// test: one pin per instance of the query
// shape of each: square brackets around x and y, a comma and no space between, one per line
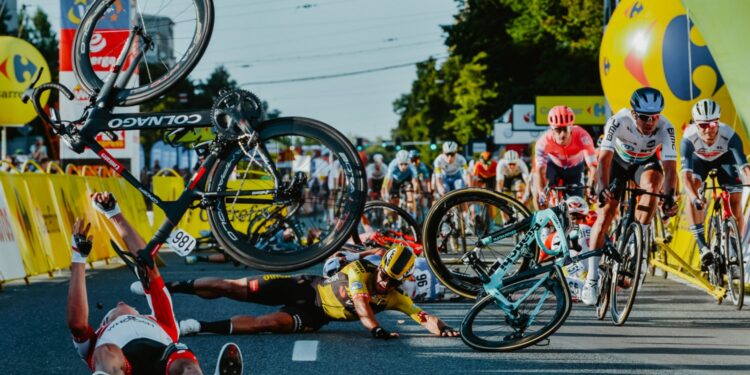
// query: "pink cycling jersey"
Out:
[581,148]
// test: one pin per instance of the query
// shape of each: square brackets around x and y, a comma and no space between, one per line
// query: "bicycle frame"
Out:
[495,282]
[98,118]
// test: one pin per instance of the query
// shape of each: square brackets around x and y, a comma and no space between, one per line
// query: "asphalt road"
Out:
[673,329]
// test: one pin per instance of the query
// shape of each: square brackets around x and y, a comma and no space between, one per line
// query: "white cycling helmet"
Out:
[577,205]
[450,147]
[402,157]
[511,156]
[706,110]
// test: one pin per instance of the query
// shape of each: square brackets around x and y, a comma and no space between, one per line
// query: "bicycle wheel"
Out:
[540,312]
[626,276]
[286,231]
[602,302]
[733,263]
[714,274]
[387,217]
[445,241]
[179,34]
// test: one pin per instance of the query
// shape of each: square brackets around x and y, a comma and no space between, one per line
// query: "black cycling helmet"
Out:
[647,100]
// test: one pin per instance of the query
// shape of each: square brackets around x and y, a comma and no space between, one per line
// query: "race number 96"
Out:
[181,242]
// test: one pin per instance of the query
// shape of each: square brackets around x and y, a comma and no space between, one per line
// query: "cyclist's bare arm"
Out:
[540,179]
[602,175]
[438,327]
[133,241]
[690,189]
[78,305]
[670,176]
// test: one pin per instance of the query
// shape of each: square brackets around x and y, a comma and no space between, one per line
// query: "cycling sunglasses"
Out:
[707,125]
[647,118]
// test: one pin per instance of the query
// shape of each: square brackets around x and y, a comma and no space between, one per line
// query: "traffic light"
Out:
[433,144]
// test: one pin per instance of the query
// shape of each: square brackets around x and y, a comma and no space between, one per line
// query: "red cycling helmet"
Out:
[561,116]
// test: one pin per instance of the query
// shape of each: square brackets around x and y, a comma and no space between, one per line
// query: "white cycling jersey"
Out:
[726,141]
[376,171]
[623,138]
[443,167]
[503,170]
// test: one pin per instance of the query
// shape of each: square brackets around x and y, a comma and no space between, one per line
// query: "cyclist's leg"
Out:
[696,218]
[650,177]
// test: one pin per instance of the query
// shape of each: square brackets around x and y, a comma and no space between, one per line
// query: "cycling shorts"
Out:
[453,181]
[396,187]
[559,176]
[297,295]
[623,172]
[725,168]
[511,183]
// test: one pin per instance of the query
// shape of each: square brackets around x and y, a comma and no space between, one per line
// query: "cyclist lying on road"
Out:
[126,341]
[358,292]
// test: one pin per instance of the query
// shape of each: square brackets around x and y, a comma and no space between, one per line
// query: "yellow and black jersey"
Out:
[356,280]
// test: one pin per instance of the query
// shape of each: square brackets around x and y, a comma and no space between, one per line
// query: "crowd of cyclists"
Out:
[638,147]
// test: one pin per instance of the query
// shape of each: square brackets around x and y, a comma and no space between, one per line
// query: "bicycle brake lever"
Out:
[612,252]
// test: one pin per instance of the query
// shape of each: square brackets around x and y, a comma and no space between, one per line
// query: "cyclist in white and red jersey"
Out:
[628,153]
[450,169]
[710,144]
[561,152]
[512,172]
[126,341]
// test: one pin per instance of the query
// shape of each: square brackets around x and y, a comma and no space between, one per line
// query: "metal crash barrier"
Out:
[38,208]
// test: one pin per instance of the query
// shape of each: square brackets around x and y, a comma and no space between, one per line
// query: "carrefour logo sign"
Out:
[20,62]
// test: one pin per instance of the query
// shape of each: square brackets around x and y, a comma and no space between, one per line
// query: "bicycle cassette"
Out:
[236,112]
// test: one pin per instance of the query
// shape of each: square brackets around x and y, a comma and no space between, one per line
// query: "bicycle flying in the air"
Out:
[253,206]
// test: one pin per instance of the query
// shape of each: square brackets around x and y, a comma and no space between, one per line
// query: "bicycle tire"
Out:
[715,244]
[91,82]
[602,302]
[734,263]
[626,275]
[475,324]
[411,223]
[463,282]
[304,254]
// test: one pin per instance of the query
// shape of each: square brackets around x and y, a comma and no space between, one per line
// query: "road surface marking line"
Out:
[305,351]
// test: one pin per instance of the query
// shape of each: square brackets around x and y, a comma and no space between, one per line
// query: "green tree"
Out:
[471,95]
[502,52]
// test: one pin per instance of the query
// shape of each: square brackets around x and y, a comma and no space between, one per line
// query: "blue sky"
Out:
[260,40]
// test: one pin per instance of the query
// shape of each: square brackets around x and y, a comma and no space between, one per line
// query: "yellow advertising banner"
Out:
[26,225]
[589,110]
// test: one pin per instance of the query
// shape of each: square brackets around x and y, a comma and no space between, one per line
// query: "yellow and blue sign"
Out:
[654,43]
[589,110]
[19,64]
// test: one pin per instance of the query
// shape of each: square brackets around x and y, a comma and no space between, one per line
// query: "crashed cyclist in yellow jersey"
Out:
[358,292]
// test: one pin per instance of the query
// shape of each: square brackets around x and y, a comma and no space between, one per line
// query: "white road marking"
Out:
[305,351]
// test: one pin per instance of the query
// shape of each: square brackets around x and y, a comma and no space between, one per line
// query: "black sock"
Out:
[181,287]
[221,327]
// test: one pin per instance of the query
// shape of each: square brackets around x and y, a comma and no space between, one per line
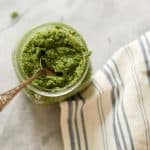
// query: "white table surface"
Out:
[105,24]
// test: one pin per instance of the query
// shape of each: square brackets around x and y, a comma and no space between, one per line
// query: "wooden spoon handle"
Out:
[7,96]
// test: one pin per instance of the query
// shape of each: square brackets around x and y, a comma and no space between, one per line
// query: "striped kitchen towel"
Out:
[113,113]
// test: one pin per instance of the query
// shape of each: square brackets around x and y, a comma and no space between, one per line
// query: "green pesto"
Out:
[14,14]
[61,50]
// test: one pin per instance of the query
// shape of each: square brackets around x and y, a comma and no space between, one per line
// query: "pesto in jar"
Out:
[62,50]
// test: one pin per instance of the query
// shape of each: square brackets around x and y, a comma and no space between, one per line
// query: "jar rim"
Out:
[60,92]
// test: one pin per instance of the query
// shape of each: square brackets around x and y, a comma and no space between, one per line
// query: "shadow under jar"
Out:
[63,50]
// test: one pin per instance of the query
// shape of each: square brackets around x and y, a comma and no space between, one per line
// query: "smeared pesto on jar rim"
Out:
[61,50]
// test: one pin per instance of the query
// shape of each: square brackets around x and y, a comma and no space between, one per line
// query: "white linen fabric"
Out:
[113,112]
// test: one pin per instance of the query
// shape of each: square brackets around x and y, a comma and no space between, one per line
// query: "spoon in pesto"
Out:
[7,96]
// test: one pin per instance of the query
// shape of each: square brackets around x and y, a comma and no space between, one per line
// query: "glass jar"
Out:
[40,96]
★ ★ ★ ★ ★
Problem: Every line in the material above that has the word "helmet" should be copied.

Answer to this problem:
// query: "white cycling helmet"
// query: "black cycling helmet"
// query: "red cycling helmet"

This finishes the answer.